--- BEGIN AVAILABLE DATA ---
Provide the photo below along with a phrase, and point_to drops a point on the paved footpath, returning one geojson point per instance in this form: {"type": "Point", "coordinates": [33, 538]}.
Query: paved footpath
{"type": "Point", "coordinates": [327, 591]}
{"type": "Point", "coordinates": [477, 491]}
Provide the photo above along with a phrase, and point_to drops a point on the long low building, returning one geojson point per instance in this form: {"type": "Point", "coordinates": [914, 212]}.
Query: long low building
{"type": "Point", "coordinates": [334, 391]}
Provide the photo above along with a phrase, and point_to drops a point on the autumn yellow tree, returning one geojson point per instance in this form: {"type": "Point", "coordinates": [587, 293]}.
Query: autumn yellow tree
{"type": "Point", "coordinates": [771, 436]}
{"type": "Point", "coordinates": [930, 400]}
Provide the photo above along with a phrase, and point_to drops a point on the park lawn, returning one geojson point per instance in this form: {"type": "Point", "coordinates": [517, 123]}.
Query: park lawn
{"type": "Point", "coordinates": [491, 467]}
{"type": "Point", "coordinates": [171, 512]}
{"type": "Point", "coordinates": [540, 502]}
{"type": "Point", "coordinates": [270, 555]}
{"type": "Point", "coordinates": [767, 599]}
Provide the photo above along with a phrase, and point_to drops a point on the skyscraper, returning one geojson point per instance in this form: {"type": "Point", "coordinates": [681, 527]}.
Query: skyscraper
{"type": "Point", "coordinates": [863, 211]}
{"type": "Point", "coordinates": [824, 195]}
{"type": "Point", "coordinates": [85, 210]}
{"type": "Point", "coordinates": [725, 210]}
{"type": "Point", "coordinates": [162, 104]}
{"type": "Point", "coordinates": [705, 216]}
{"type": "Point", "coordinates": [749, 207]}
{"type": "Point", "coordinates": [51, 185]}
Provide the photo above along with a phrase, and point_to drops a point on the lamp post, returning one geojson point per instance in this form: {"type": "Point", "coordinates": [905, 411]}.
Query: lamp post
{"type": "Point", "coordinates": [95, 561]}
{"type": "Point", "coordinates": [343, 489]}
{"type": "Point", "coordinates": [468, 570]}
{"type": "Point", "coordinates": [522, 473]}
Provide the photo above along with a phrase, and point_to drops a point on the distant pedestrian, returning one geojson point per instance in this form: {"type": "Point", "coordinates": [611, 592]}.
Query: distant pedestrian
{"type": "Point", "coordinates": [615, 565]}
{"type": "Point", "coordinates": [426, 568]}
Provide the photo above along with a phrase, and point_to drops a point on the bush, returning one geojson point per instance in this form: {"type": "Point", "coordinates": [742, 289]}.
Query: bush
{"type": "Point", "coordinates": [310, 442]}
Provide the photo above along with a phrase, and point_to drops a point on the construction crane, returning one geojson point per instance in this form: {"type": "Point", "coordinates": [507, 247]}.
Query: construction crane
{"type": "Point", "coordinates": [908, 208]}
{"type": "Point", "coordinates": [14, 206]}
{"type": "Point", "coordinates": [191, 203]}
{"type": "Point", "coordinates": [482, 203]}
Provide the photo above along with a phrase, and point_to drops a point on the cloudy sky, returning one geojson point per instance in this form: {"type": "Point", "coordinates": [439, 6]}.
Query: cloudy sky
--- END AVAILABLE DATA ---
PROBLEM.
From the data above, extract every line in its exact form.

RESPONSE.
Provide the photo below along with a phrase, and point_to drops a point on the paved footpath, returning one geojson point per instance in this form: {"type": "Point", "coordinates": [33, 538]}.
Query: paved footpath
{"type": "Point", "coordinates": [327, 591]}
{"type": "Point", "coordinates": [477, 491]}
Provide the photo above along with a phrase, and point_to drops a point on the long low building, returning one geojson point per instance in this form: {"type": "Point", "coordinates": [914, 212]}.
Query: long low building
{"type": "Point", "coordinates": [334, 391]}
Provide the photo above along with a phrase, and point_to drops a point on the autumn yellow tree, returning one geojson point per instance in this form: {"type": "Point", "coordinates": [587, 293]}.
Query: autumn yellow tree
{"type": "Point", "coordinates": [771, 436]}
{"type": "Point", "coordinates": [930, 400]}
Provide the photo above along with a phrase, and point_to drops a point on the park lawn, returning one geojson point per instance in this form: {"type": "Point", "coordinates": [517, 123]}.
Query: park lawn
{"type": "Point", "coordinates": [491, 467]}
{"type": "Point", "coordinates": [171, 512]}
{"type": "Point", "coordinates": [540, 502]}
{"type": "Point", "coordinates": [270, 555]}
{"type": "Point", "coordinates": [767, 599]}
Provide the photo above along with a phrase, and point_to drops a point on the skyscraper, returning one geojson point per instance in this form: {"type": "Point", "coordinates": [681, 527]}.
Query: skyscraper
{"type": "Point", "coordinates": [863, 211]}
{"type": "Point", "coordinates": [824, 195]}
{"type": "Point", "coordinates": [85, 210]}
{"type": "Point", "coordinates": [725, 210]}
{"type": "Point", "coordinates": [162, 104]}
{"type": "Point", "coordinates": [705, 216]}
{"type": "Point", "coordinates": [749, 207]}
{"type": "Point", "coordinates": [51, 185]}
Provide the photo above along with a phrase, and point_to drops a point on the lamp post, returning one geojson point per instance in this form: {"type": "Point", "coordinates": [905, 411]}.
Query: lamp post
{"type": "Point", "coordinates": [95, 561]}
{"type": "Point", "coordinates": [343, 489]}
{"type": "Point", "coordinates": [468, 570]}
{"type": "Point", "coordinates": [522, 473]}
Provide the photo above along with a phrase, and point_to drops a point on the distant pedestrian, returning one geojson point per instance in this form: {"type": "Point", "coordinates": [611, 592]}.
Query: distant pedestrian
{"type": "Point", "coordinates": [615, 565]}
{"type": "Point", "coordinates": [426, 568]}
Provide the photo above along with a phrase, and point_to drops a point on the bush, returning one geojson point per instance in this form: {"type": "Point", "coordinates": [742, 289]}.
Query: bush
{"type": "Point", "coordinates": [310, 442]}
Provide the photo above along with a phrase, and point_to drops a point on the construction crane, returning one geojson point per instance in this form: {"type": "Point", "coordinates": [507, 247]}.
Query: construction crane
{"type": "Point", "coordinates": [908, 208]}
{"type": "Point", "coordinates": [14, 206]}
{"type": "Point", "coordinates": [191, 203]}
{"type": "Point", "coordinates": [482, 203]}
Provide the photo above along with a phrase, and point_to drops a point on the cloudy sky, returning one geojson point per instance in this form: {"type": "Point", "coordinates": [439, 6]}.
Query: cloudy sky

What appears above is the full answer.